─── Source passage
As you write, are your characters going non-stop?

By Greg Turnquist

Greg L. Turnquist worked on the Spring team for over thirteen years and is a senior staff technical content engineer at Cockroach Labs. He was the lead for Spring Data JPA and Spring Web Services. He wrote Packt's best-selling title, Learning Spring Boot 2.0 2nd Edition, and its 3rd Edition follow-up along many others.

January 7, 2013

Courtesy of

Since Saturday, I have sifted through Darklight‘s beat sheet again. I decided to start penciling in some timeline stuff. I wanted to have a feel for what was happening and when. This started from my desire to provide some of the proper descriptions like, “the sun had just set” or “the sun had just popped up”, and other such time-sensitive language.

I realized I couldn’t use such expressions unless I knew what time it was during particular scenes. This demanded I go through my spreadsheet of scenes and eyeball what time it was. Nothing big, just started with what day it was, and around what time pivotal scenes took place.
Well I noticed a BIG issue. After two days of story time, I realized my characters hadn’t slept a wink! Who would believe THAT? You can’t mount a successful response to a tyrannical ruler without a little shut eye, right?
Another thing I noticed was that my villain’s timeline didn’t match up with the heroes, also causing a synchronization issue for when they would clash. Working on the timeline exposed this flaw, so I had to dedicate extra time to working out these issues and still having a confident feeling about the flow.
Not only did I need to have timelines match up, I was realizing that by picking WHEN things would synch up would dictate the tension level. Wherever my three sets of spread out characters met each other would probably be a point of tension. Or rather, if I didn’t make it a point of tension, then I would be passing up a keen opportunity to dial up the tension and excitement of the story.
──────
─── Extracted data
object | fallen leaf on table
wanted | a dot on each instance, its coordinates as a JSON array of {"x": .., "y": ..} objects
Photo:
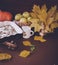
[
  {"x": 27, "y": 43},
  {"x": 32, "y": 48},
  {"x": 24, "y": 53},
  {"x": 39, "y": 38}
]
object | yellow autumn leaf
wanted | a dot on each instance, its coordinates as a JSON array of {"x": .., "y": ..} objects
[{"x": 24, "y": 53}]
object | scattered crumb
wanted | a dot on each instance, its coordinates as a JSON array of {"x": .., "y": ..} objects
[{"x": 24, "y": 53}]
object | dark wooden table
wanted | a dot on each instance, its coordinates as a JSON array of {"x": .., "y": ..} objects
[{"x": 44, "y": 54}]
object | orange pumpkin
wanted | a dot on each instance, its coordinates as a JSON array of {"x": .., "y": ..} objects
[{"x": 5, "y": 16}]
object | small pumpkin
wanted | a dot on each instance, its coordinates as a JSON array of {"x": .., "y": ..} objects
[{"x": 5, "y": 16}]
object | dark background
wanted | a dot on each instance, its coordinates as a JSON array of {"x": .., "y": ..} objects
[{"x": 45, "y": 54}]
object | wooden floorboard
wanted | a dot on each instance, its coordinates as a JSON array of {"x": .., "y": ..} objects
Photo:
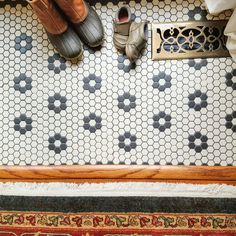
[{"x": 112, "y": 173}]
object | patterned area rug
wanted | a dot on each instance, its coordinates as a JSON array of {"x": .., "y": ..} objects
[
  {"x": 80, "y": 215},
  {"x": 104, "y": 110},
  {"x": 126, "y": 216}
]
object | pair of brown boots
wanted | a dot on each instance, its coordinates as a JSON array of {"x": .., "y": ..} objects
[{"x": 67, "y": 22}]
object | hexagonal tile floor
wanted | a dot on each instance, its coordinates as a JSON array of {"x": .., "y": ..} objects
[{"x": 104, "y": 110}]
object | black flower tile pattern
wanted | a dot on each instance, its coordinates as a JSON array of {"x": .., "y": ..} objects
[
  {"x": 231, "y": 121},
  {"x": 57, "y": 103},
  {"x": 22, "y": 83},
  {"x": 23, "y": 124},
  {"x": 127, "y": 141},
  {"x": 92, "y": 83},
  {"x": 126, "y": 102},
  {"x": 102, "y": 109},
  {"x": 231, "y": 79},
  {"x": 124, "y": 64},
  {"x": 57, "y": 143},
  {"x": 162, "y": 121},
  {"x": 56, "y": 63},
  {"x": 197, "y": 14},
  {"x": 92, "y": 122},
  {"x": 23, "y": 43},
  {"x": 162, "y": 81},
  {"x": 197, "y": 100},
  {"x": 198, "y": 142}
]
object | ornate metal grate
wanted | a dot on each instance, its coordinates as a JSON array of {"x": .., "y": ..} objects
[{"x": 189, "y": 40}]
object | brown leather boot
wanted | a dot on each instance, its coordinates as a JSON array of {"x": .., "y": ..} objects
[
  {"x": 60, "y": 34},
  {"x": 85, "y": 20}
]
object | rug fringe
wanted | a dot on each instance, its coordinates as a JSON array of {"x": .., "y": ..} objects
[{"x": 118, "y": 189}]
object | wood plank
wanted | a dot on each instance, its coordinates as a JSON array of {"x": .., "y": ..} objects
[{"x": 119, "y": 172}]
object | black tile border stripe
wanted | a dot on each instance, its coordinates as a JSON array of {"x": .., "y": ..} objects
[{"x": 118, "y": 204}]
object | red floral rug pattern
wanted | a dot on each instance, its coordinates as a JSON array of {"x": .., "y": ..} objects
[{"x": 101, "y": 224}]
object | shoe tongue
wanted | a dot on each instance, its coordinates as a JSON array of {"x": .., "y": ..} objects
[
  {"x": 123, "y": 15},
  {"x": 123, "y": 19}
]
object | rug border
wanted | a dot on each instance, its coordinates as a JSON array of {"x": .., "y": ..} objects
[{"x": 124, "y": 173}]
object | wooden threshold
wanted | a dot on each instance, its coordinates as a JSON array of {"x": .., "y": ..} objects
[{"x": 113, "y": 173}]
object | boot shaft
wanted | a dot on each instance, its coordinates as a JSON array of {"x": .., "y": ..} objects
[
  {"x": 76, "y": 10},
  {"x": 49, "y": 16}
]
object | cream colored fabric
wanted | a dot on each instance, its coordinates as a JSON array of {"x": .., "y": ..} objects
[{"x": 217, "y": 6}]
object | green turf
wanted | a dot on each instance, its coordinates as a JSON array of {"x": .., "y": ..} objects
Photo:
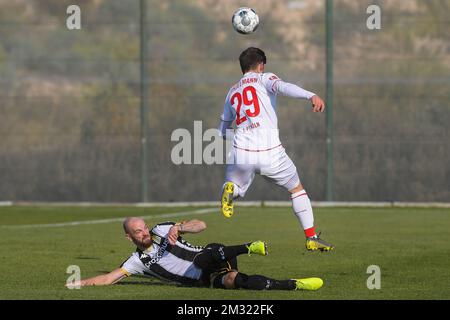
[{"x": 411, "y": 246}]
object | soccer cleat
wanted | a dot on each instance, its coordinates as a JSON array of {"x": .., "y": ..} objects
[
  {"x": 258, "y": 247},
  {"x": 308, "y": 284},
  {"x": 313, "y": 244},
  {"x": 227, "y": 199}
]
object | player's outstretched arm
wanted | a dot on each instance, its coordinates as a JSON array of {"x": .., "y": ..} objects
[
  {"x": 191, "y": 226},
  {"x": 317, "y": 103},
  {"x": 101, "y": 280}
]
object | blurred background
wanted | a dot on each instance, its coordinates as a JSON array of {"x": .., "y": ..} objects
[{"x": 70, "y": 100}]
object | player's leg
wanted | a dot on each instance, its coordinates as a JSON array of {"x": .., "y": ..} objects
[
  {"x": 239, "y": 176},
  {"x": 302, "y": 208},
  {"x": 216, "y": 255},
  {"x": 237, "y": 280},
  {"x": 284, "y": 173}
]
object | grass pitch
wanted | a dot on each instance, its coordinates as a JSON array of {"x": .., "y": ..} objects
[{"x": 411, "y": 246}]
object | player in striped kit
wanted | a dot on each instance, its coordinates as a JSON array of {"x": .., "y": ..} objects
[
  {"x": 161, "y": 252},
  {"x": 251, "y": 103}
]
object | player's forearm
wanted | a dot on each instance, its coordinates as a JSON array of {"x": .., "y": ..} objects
──────
> Problems:
• a. Quote every sentence in the post about story timelines that ends with a question mark, including the title.
• b. Carry on writing the post about story timelines, starting after its final sentence.

> Answers for the tasks:
• a.
- "As you write, are your characters going non-stop?"
- "Who would believe THAT?"
- "You can't mount a successful response to a tyrannical ruler without a little shut eye, right?"

• b.
So this was more than a 10 minute task. I typed stuff, erased, edited, and hacked it out over a few hours, picking the points of tension, timing, and conclusion. I knew that this amount of effort would pay off 100 fold, because when it comes actually time to write those scenes, I won’t be stumbling around. Instead, the excitement has almost been mandated.
I have already written a similar junction with the first disaster of the story. In designing the first disaster, I had three different scenes from three different points of view that hover around that point in time. As I wrote it, I found it very easy to dial up the tension, have overlapping dialog where in each scene everyone observes some of the same things said, and communicate different bits of what is and isn’t seen. That nexus is one of my favorite points so far.
I’m also realizing that in certain parts, where the tension seems to be missing, I may need to go back and add more points of view to enhance the experience. When I wrote one part that I have looking forward to writing for months, I somehow seemed to missing the excitement I experienced earlier. Yup, it’s a real learning experience.
After completing all these improvements to my beat sheet, I worked on several scenes. The last one I had just happened to end where the characters manage to make it somewhere and everyone FINALLY gets to crash after being utterly exhausted,  even if only for a few hours. It felt so real and valid to me, that I too felt ready to take a break, so I didn’t write last night. I felt like I was still resting with my characters.
But you can’t rest forever. Tonight it will be time to dive back in and keep on moving.
Happy writing.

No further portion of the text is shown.